## Task instructions
1) Answer these questions about the blog excerpt:
(a) What colors are the writer's Zumba shoes?
(b) Where did the writer buy the Zumba shoes, and for how much?
(c) What channel was the writer watching on Monday night?
2) Can you sum up the blog excerpt in two sentences?
3) Write what comes next in the blog excerpt, picking up after its last line.

## Page excerpt
□ □ □

Since this is my blog and my goals and my rules, I'm counting yesterday and the day before in my sweaty streak. And today, as soon as I get off my butt and do that video. ;)

Tuesday, May 08, 2007

you totally sweat my zumba shoes

These are my Zumba shoes:




Cute, right? They're black and white and purple, which is just about my favorite color combo evah.


Anyway.


You might be wondering, "Well, what makes them Zumba shoes?! Shoes are shoes!"


Well, you'd be wrong!


Zumba has lots of hip-swivelling moves that could totally take out your knees if you make the mistake of wearing tread-y sneakers that stick to the floor. Sneakers like mine have kinda-fabric-stuff on the bottoms so you can swivel and shake to your hearts content without dislocating any major body parts.


I was trying to keep this all in mind tonight at Zumba class while trying to restore my dignity. See, I took a big step, trying to be all cool and killa-moves. My lunge didn't hold though, thanks to my fancy schmancy 7-dollar Target Zumba shoes, and I totally fell on my ass.


But because I'm all cool like that, I just got up and wiped my butt off while laughing at myself. Because everyone knows that people can't laugh at you if you're already laughing yourself. ;)



Monday, May 07, 2007

food television

I have got to go to bed because I am sitting here watching Food Network and drooling. I have a sudden craving for a huge juicy burger with everything on it.

So hungry.

Going to bed.

rise & shine

Hey, wanna see what I look like first thing in the morning? Hope you aren't eating! Here ya go!:



Well, that was fun. ;)

□ □ □

## Provided material
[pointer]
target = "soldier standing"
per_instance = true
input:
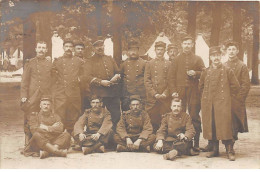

□ □ □

## Results by task
1)
(a) Black, white, and purple.
(b) At Target, for 7 dollars.
(c) Food Network.

2) The writer explains that Zumba shoes have fabric-like soles so dancers can swivel without hurting their knees, yet still slipped during a lunge at class while wearing a 7-dollar Target pair and fell, then got up laughing. In an earlier post, watching Food Network at night left the writer craving a huge burger and heading to bed.

3)
I was reading this blog and she posted her own rise & shine picture so I thought I'd try that too. Overall I have to say I don't look too bad. I still have mascara on one eye--I can never get that crap all the way off.

Moving on...

I Zumba'd today, although I got called out because Bek pooped and I had to change her. I thought I told her to do that kind of stuff before we left.

Speaking of Zumba I tried another class by another instructor last week, did I tell you? Hated it. Won't go back.

Um...what else. Oh! I gave up the junk food. Hum? Oh, well, yeah I know I've said that before but so? Don't judge me!! ;) So yeah, salad and fresh fruit and whole grains for the past two days. Today's the third day and I don't even have a headache! Go me! (Seriously, do you ever get headaches when you try to give up the good stuff? That crap's addictive!)

OH and I have rockin abs! I mean, I have to get rid of all the fat before you'll ever notice but when I'm exercising, or working, or even just standing there I can feel muscles that I never noticed before! Go me! So...now I just have to work on getting them to, like, show. ;)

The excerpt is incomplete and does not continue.